DATA below:

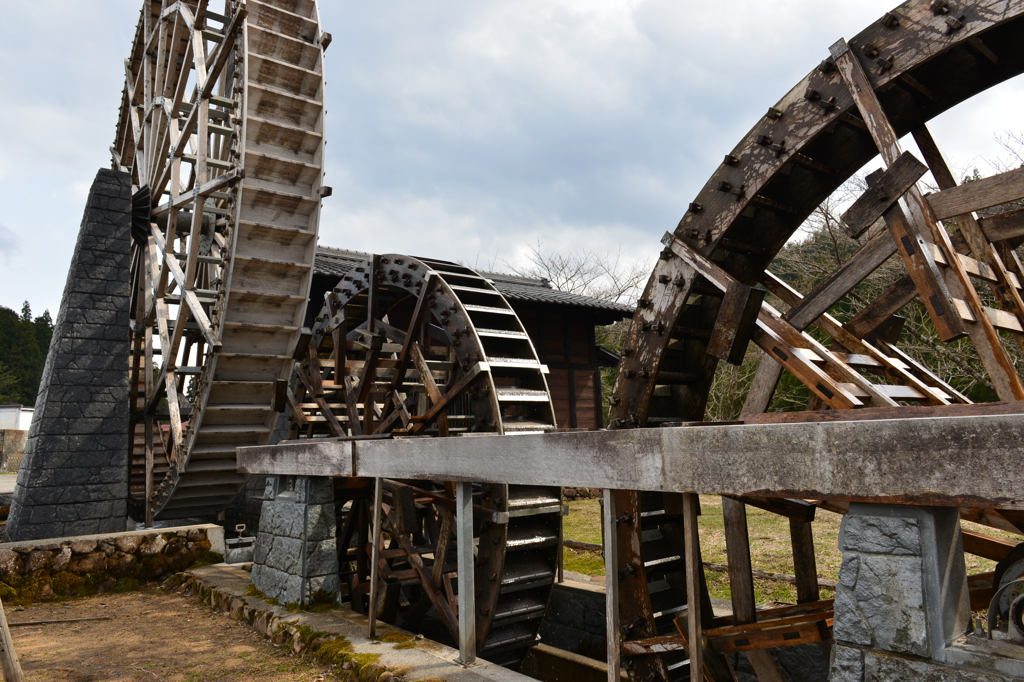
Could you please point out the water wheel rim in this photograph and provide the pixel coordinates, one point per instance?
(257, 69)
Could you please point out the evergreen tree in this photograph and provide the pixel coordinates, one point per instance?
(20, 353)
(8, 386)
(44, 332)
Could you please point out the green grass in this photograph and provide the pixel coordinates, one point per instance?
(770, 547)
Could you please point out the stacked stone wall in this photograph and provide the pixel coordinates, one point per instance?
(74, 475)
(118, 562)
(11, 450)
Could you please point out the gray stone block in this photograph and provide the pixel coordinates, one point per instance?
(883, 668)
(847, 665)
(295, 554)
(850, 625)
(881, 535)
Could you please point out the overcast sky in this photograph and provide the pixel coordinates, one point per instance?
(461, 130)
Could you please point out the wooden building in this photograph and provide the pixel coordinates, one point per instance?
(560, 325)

End of DATA.

A word-for-word copy of the entries is needed, with no pictures in it.

## FINISHED EXERCISE:
Could you please point out the water wheel rim in this photograph and provide the pixel coordinates, one point per instance?
(257, 69)
Could you please point out the evergreen tree in this photograph and provide the pixel coordinates, one point per instance?
(20, 353)
(8, 386)
(44, 332)
Could you please point out the green grass in this photograph and provide the pixel coordinates, one point per instance?
(770, 547)
Could you please point out the stacked stone wall in this photograph and provide the pixel coordinates, one point per instance?
(74, 475)
(118, 562)
(11, 450)
Could you please point out the gray stone block in this photograph and provide the pixel coordinates, one point per instance?
(883, 668)
(847, 665)
(295, 554)
(850, 625)
(881, 535)
Could you please point out the overcast sky in this photograph and provide the pixel coordinates, one point per instance?
(461, 130)
Could you please point out the wooden building in this photograph and provide the pixel coordinates, one point per instance?
(560, 325)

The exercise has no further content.